• [Source extract]:
#####

Making Matters Worse

In the last Newsletter I dealt with how you can take effective, personal action when dealing with children, and others for that matter in times of crisis.  Unfortunately, in these critical times, when emotions are high mistakes are too easily made.  For kids with a history of abuse/neglect their fragile sense of self and their hypervigilance for threats in their environment means any mistake you make really will have a substantial impact on your relationship, damaging your most valued asset.

We will examine potential mistakes, by the teacher, then the students’ attempts to manipulate the teacher and finally blunders during communication between both parties.

Mistakes by the Teacher

Many of these described mistakes are the opposite of what was outlined in the previous Newsletter but they are worth discussing in this format.  These are:

  • Ignoring Conflict – It is not unusual to read advice on behaviour management to ignore the behaviour.  And, I agree there are times to do this but only when the ‘mistakes’ are a function of the student’s development, it may be inappropriate but not expected by students of that age.  However, it would be rare for ignoring conflict in your classroom.  Too often, teachers are so tired, unprepared or so overwhelmed they choose to ignore the behaviour for some ‘short term’ peace.  This of course, never happens.

#####

• [What this task involves]: Output the newsletter excerpt on classroom mistakes word for word, from start to finish. You won't need the entries for this.

#####

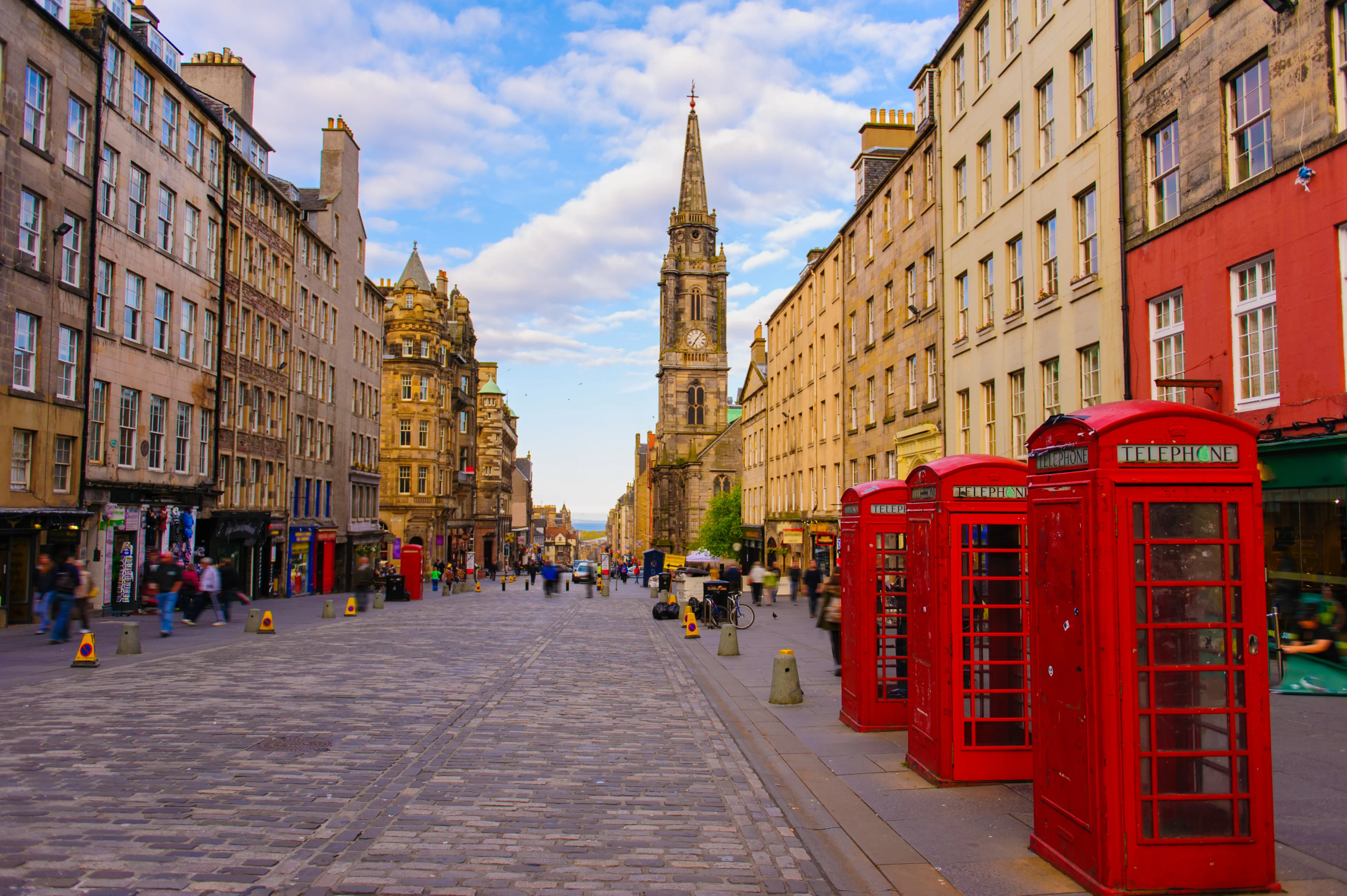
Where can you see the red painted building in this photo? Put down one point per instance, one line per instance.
(1236, 289)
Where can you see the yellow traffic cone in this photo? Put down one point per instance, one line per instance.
(85, 655)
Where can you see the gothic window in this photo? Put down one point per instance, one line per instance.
(696, 402)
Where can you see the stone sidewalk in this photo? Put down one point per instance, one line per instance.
(900, 835)
(479, 744)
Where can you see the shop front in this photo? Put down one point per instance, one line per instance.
(301, 579)
(25, 534)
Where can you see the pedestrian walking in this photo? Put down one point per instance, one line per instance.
(364, 582)
(208, 585)
(169, 579)
(65, 580)
(42, 603)
(756, 577)
(830, 618)
(813, 580)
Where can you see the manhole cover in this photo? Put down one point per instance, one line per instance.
(294, 744)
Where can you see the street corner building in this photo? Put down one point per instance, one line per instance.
(45, 285)
(1236, 208)
(429, 427)
(697, 446)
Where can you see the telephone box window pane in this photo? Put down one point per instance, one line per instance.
(1197, 818)
(1185, 520)
(1187, 604)
(1183, 690)
(1193, 775)
(1188, 734)
(1186, 564)
(1190, 647)
(996, 591)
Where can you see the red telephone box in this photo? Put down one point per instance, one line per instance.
(969, 710)
(875, 607)
(1152, 768)
(413, 571)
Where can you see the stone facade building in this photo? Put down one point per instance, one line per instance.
(51, 153)
(696, 459)
(1236, 136)
(262, 222)
(150, 475)
(497, 440)
(892, 305)
(1026, 103)
(803, 452)
(429, 417)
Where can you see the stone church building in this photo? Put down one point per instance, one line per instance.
(698, 449)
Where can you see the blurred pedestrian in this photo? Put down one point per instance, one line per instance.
(830, 618)
(209, 588)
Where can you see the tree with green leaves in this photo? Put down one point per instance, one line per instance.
(723, 526)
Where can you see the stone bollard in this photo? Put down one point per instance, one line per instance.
(729, 640)
(786, 680)
(130, 642)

#####

• [Reply to the task]:
Making Matters Worse

In the last Newsletter I dealt with how you can take effective, personal action when dealing with children, and others for that matter in times of crisis.  Unfortunately, in these critical times, when emotions are high mistakes are too easily made.  For kids with a history of abuse/neglect their fragile sense of self and their hypervigilance for threats in their environment means any mistake you make really will have a substantial impact on your relationship, damaging your most valued asset.

We will examine potential mistakes, by the teacher, then the students’ attempts to manipulate the teacher and finally blunders during communication between both parties.

Mistakes by the Teacher

Many of these described mistakes are the opposite of what was outlined in the previous Newsletter but they are worth discussing in this format.  These are:

  • Ignoring Conflict – It is not unusual to read advice on behaviour management to ignore the behaviour.  And, I agree there are times to do this but only when the ‘mistakes’ are a function of the student’s development, it may be inappropriate but not expected by students of that age.  However, it would be rare for ignoring conflict in your classroom.  Too often, teachers are so tired, unprepared or so overwhelmed they choose to ignore the behaviour for some ‘short term’ peace.  This of course, never happens.